» **Tasks**:
**A)** According to the article on ESP32 deep sleep, at what baud rate should the Serial Monitor be opened?
**B)** Rewrite the listing from its first line through the line with "[(149, 316)]", changing "photo" to "image" and leaving everything else as it is.

» **Article**:
○ ○ ○ ○

When the value read on T3 (GPIO 15) is lower than the value set on the Threshold variable, the ESP32 wakes up and the callback function is executed.

The callback() function will only be executed if the ESP32 is awake.

  • If the ESP32 is asleep and you touch T3, the ESP will wake up – the callback() function won’t be executed if you just press and release the touch pin;
  • If the ESP32 is awake and you touch T3, the callback function will be executed. So, if you want to execute the callback() function when you wake up the ESP32, you need to hold the touch on that pin for a while, until the function is executed.

In this case the callback() function is empty.

void callback(){
   //placeholder callback function
}

If you want to wake up the ESP32 using different touch pins, you just have to attach interrupts to those pins.

Next, you need to use the esp_sleep_enable_touchpad_wakeup() function to set the touch pins as a wake up source.

//Configure Touchpad as wakeup source
esp_sleep_enable_touchpad_wakeup()

Schematic

To test this example, wire a cable to GPIO 15, as shown in the schematic below.

(This schematic uses the ESP32 DEVKIT V1 module version with 30 GPIOs – if you’re using another model, please check the pinout for the board you’re using.)

Testing the Example

Upload the code to your ESP32, and open the Serial Monitor at a baud rate of 115200.

The ESP32 goes into deep sleep mode.

You can wake it up by touching the wire connected to Touch Pin 3.

When you touch the pin, the ESP32 displays on the Serial Monitor: the boot number, the wake up cause, and in which GPIO touch was detected.

External Wake Up

Besides the timer and the touch pins, we can also awake the ESP32 from deep sleep by toggling the value of a signal on a pin, like the press of a button. This is called an external wake up. You have two possibilities of external wake up: ext0, and ext1.

External Wake Up (ext0)

This wake up source allows you to use a pin to wake up the ESP32.

The ext0 wake up source option uses RTC GPIOs to wake up. So, RTC peripherals will be kept on during deep sleep if this wake up source is requested.

To use this wake up source, you use the following function:

esp_sleep_enable_ext0_wakeup(GPIO_NUM_X, level)

This function accepts as first argument the pin you want to use, in this format GPIO_NUM_X, in which X represents the GPIO number of that pin.

The second argument, level, can be either 1 or 0. This represents the state of the GPIO that will trigger wake up.

Note: with this wake up source, you can only use pins that are RTC GPIOs.

External Wake Up (ext1)

This wake up source allows you to use multiple RTC GPIOs. You can use two different logic functions:

  • Wake up the ESP32 if any of the pins you’ve selected are high;
  • Wake up the ESP32 if all the pins you’ve selected are low.

This wake up source is implemented by the RTC controller. So, RTC peripherals and RTC memories can be powered off in this mode.

To use this wake up source, you use the following function:

esp_sleep_enable_ext1_wakeup(bitmask, mode)

○ ○ ○ ○

» **Dataset**:
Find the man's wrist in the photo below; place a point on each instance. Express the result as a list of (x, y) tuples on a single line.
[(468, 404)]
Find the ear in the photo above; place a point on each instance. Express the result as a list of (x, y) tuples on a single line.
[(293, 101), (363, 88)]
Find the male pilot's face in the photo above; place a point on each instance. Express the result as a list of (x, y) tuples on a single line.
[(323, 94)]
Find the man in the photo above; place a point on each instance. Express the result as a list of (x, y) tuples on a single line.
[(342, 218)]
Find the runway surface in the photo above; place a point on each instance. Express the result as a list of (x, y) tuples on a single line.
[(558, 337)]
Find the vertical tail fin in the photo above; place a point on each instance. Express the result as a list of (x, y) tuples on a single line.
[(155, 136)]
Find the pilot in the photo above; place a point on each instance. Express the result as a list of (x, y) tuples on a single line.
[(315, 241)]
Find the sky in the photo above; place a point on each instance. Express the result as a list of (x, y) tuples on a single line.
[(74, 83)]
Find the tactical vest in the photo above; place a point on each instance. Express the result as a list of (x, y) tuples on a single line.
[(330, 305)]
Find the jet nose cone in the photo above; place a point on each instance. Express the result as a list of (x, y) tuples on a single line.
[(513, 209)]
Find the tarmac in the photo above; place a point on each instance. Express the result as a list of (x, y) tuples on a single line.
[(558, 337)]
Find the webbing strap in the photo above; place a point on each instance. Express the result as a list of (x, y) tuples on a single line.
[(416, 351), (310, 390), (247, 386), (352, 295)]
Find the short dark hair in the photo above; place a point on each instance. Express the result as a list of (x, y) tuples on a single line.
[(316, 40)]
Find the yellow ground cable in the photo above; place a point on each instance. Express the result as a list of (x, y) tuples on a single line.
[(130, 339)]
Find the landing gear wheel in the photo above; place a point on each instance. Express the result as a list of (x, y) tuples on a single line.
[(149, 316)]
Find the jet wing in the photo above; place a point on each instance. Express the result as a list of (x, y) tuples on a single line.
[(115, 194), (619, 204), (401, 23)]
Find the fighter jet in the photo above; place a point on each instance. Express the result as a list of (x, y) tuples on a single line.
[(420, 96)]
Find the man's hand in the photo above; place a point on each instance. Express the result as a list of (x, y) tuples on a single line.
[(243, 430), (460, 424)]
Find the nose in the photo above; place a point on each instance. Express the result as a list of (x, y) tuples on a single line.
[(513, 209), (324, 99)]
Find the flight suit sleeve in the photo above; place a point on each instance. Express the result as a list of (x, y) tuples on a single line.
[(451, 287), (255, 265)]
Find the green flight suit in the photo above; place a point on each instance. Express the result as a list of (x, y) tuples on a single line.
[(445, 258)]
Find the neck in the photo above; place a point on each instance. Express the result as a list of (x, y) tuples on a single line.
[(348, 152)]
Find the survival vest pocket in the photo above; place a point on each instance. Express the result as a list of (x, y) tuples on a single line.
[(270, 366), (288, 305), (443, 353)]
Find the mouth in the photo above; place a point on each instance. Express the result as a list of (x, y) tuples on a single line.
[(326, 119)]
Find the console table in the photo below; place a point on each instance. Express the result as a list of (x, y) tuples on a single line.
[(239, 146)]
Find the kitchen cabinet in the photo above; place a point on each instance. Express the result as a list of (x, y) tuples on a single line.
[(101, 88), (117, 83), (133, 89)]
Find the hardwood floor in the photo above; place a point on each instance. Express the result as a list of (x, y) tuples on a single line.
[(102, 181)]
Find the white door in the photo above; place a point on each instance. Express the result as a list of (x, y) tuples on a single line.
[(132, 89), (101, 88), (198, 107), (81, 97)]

○ ○ ○ ○

» **The answers**:
**A)** 115200

**B)**
Find the man's wrist in the image below; place a point on each instance. Express the result as a list of (x, y) tuples on a single line.
[(468, 404)]
Find the ear in the image above; place a point on each instance. Express the result as a list of (x, y) tuples on a single line.
[(293, 101), (363, 88)]
Find the male pilot's face in the image above; place a point on each instance. Express the result as a list of (x, y) tuples on a single line.
[(323, 94)]
Find the man in the image above; place a point on each instance. Express the result as a list of (x, y) tuples on a single line.
[(342, 218)]
Find the runway surface in the image above; place a point on each instance. Express the result as a list of (x, y) tuples on a single line.
[(558, 337)]
Find the vertical tail fin in the image above; place a point on each instance. Express the result as a list of (x, y) tuples on a single line.
[(155, 136)]
Find the pilot in the image above; place a point on each instance. Express the result as a list of (x, y) tuples on a single line.
[(315, 241)]
Find the sky in the image above; place a point on each instance. Express the result as a list of (x, y) tuples on a single line.
[(74, 83)]
Find the tactical vest in the image above; place a point on each instance. Express the result as a list of (x, y) tuples on a single line.
[(330, 305)]
Find the jet nose cone in the image above; place a point on each instance. Express the result as a list of (x, y) tuples on a single line.
[(513, 209)]
Find the tarmac in the image above; place a point on each instance. Express the result as a list of (x, y) tuples on a single line.
[(558, 337)]
Find the webbing strap in the image above; place a point on each instance. Express the result as a list of (x, y) tuples on a single line.
[(416, 351), (310, 390), (247, 386), (352, 295)]
Find the short dark hair in the image above; place a point on each instance. Express the result as a list of (x, y) tuples on a single line.
[(316, 40)]
Find the yellow ground cable in the image above; place a point on each instance. Express the result as a list of (x, y) tuples on a single line.
[(130, 339)]
Find the landing gear wheel in the image above; place a point on each instance. Express the result as a list of (x, y) tuples on a single line.
[(149, 316)]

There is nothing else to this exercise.